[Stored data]
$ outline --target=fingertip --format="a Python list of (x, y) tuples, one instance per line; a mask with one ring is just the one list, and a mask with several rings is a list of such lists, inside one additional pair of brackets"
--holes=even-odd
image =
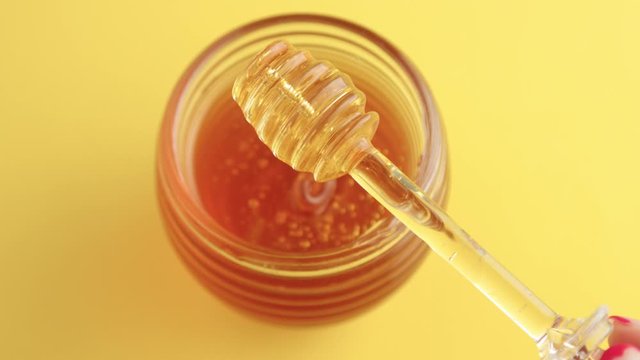
[(610, 319), (613, 330), (609, 345), (631, 344), (640, 348), (640, 321), (622, 316), (611, 316)]
[(600, 360), (640, 360), (640, 349), (633, 344), (616, 344), (608, 348)]

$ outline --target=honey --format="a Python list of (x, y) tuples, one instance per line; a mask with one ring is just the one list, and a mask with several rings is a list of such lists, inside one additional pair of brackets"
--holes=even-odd
[[(214, 101), (198, 131), (194, 172), (200, 201), (241, 241), (279, 252), (314, 252), (349, 244), (389, 213), (351, 178), (315, 182), (278, 160), (231, 99)], [(374, 97), (371, 97), (374, 99)], [(375, 101), (367, 108), (384, 118)], [(401, 167), (405, 145), (383, 123), (373, 143)]]

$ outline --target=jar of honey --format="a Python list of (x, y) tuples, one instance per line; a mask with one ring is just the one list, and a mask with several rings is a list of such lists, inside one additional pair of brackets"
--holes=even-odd
[(231, 98), (234, 79), (286, 39), (349, 74), (380, 115), (373, 144), (445, 205), (447, 152), (431, 93), (390, 43), (317, 15), (272, 17), (210, 45), (164, 115), (157, 156), (163, 219), (186, 266), (253, 315), (319, 323), (356, 314), (400, 286), (427, 247), (352, 179), (324, 183), (276, 159)]

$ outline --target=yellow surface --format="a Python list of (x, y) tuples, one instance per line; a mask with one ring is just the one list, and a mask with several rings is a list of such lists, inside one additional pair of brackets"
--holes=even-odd
[(450, 213), (554, 309), (639, 316), (640, 2), (385, 4), (5, 1), (0, 358), (536, 359), (435, 257), (315, 328), (239, 315), (178, 261), (154, 196), (169, 92), (225, 31), (293, 11), (366, 24), (414, 60), (446, 121)]

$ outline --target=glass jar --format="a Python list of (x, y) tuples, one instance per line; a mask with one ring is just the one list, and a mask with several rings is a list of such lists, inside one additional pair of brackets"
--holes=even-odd
[(207, 109), (266, 45), (286, 39), (350, 74), (368, 98), (383, 102), (406, 141), (405, 171), (440, 205), (447, 194), (444, 131), (429, 89), (391, 44), (350, 22), (317, 15), (277, 16), (242, 26), (210, 45), (175, 86), (164, 115), (157, 190), (170, 238), (189, 269), (221, 299), (253, 315), (318, 323), (378, 302), (413, 273), (427, 253), (393, 218), (335, 249), (304, 254), (267, 251), (239, 241), (203, 208), (193, 153)]

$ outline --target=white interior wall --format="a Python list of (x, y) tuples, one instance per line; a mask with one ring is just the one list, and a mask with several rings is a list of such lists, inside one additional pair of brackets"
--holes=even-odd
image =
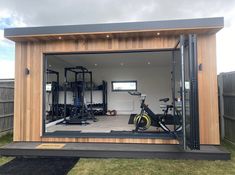
[[(102, 80), (108, 83), (108, 109), (115, 109), (119, 114), (138, 113), (140, 100), (127, 92), (113, 92), (112, 81), (137, 80), (137, 90), (147, 95), (146, 104), (156, 113), (160, 113), (159, 99), (171, 97), (171, 68), (144, 67), (144, 68), (111, 68), (93, 69), (93, 80), (99, 84)], [(96, 101), (96, 95), (94, 95)]]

[WHAT YOU NEED TO DO] Check each line of the data above for the word "target" and copy the ones where it is found.

[YOUR RESPONSE]
$ outline --target=fingertip --format="a Python list of (x, y) tuples, one instance per line; a mask with one ring is just the one list, and a mask with several rings is a list of such lists, inside one additional pair of brackets"
$ outline --target=honey --format="a Python list of (x, y) tuples, one instance per line; a mask with one ring is just the one list, and a mask with several rings is a list of such lists, inside one additional pair of brackets"
$ outline --target=jar of honey --format="a Python list of (x, y) tuples, one instance per line; a mask with one ring is just the one list, and a mask with several rings is a list of such lists, inside one additional pair of brackets"
$ outline --target=yellow surface --format="a Python list of (x, y) tuples, one instance per line; a mask with one ring is just the one list, and a mask with several rings is a list of such lists, inside one additional pair of brackets"
$ outline --target=glass jar --format="a Python list of (x, y) tuples, one instance per line; a mask with one ring is just the one list, and a mask with several rings is a list of such lists, inside one additional pair of brackets"
$ outline --target=white interior wall --format="a Python list of (x, y) tuples, one instance per line; a mask with one ring is just the one list, and a mask with several rings is a list of such lists, inside one additional pair of brackets"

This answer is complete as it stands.